Aim of the task: Reproduce each of the following items word for word, line by line.

Materials provided:
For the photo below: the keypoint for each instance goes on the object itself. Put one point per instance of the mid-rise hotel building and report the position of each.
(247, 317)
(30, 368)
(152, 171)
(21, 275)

Response:
For the photo below: the keypoint for each instance goes on the object itself. Put one point per instance of the mid-rise hotel building and report the position of each.
(247, 317)
(30, 368)
(152, 171)
(21, 275)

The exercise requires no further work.